▶ [WHAT TO WORK ON] Write out the items again, replacing "dark storm cloud" with "thundercloud" and leaving everything else unchanged.

▶ [DATA]
§ §

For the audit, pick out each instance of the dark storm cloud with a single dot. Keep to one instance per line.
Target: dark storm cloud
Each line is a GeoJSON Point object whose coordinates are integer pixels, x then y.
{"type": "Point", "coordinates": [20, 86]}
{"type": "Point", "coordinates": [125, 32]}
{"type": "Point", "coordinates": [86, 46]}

§ §

▶ [RESULT BELOW]
For the audit, pick out each instance of the thundercloud with a single dot. Keep to one instance per line.
Target: thundercloud
Each line is a GeoJSON Point object whose coordinates are integer pixels, x then y.
{"type": "Point", "coordinates": [20, 86]}
{"type": "Point", "coordinates": [125, 32]}
{"type": "Point", "coordinates": [86, 46]}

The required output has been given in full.